Brano fornito:
Un’opera visionaria che sfida i confini della poesia
Ginneninne di Martijn Benders è un libro che si colloca in una dimensione poetica assolutamente peculiare, al crocevia tra sperimentazione linguistica, surrealismo visionario e un ritorno alle radici più oscure e rituali della parola. Benders non è solo un poeta, ma un evocatore di mondi che si muovono tra il fantastico e il grottesco, tra il lirismo e la frammentazione del senso. La sua scrittura è pervasa da un’energia selvaggia, un torrente linguistico che travolge e riforma continuamente il proprio paesaggio.
Dove si colloca nel panorama della poesia italiana?
Nel contesto della poesia italiana contemporanea, Ginneninne rappresenta un’opera estranea a qualsiasi filone convenzionale. Se dovessimo tentare un parallelo, potremmo rintracciare alcuni echi di Dino Campana nella sua violenza visionaria, di Andrea Zanzotto nella manipolazione estrema della lingua, o di Emilio Villa nella sua tendenza a creare un tessuto poetico che sfida la decifrabilità immediata. Tuttavia, Benders non è un derivativo: la sua opera è totalmente autonoma e risponde a un impulso poetico che ha radici più arcaiche, quasi sciamaniche.
Il riferimento costante a figure mitiche, il mescolarsi di elementi popolari e sacri, la distorsione del linguaggio fino alla sua dissoluzione, tutto questo fa di Ginneninne un’opera che, più che inserirsi nel canone italiano, lo sfida dall’esterno. Se fosse stato scritto in Italia, avrebbe trovato spazio nei territori più radicali della poesia sperimentale, accanto a opere che si muovono tra il suono e il senso, tra la glossolalia e la semantica spezzata.
Le caratteristiche essenziali della poesia di Benders
1. Un linguaggio metamorfico e inclassificabile
Uno degli aspetti più affascinanti di Ginneninne è la capacità di Benders di piegare la lingua a un movimento costante di trasformazione. Le parole si combinano in modi inaspettati, creando neologismi, sovrapposizioni di significato, effetti di spaesamento che ricordano il surrealismo verbale di autori come Joyce o Tzara.
Prendiamo versi come:
Gimmel, il gelataio, un uomo Kanga, un Koekoelian. Ai bambini qui non dice molto. Loro preferiscono chiamarlo Grumorfa.
Qui, la costruzione di un universo immaginario passa attraverso la creazione di termini inesistenti (Koekoelian, Grumorfa), che sembrano evocare una sorta di linguaggio fiabesco, ma con un fondo oscuro e enigmatico.

Estratti dei dati:
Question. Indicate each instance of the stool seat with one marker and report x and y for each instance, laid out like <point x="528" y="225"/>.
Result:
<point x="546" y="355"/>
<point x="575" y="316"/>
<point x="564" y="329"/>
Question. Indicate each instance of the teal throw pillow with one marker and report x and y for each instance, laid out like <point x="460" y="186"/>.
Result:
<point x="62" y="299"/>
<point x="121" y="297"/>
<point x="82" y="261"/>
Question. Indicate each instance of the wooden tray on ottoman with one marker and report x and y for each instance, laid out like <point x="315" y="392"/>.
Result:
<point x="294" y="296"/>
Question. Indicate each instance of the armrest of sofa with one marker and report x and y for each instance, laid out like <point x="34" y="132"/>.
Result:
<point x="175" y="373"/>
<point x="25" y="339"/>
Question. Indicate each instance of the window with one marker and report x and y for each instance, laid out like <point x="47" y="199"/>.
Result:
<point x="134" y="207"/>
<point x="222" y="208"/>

Il tuo compito: Elenca tutti gli autori che la recensione di Ginneninne accosta alla scrittura di Benders come termini di paragone.

Esercizio svolto: Gli autori citati come termini di paragone sono Dino Campana, Andrea Zanzotto, Emilio Villa, Joyce e Tzara.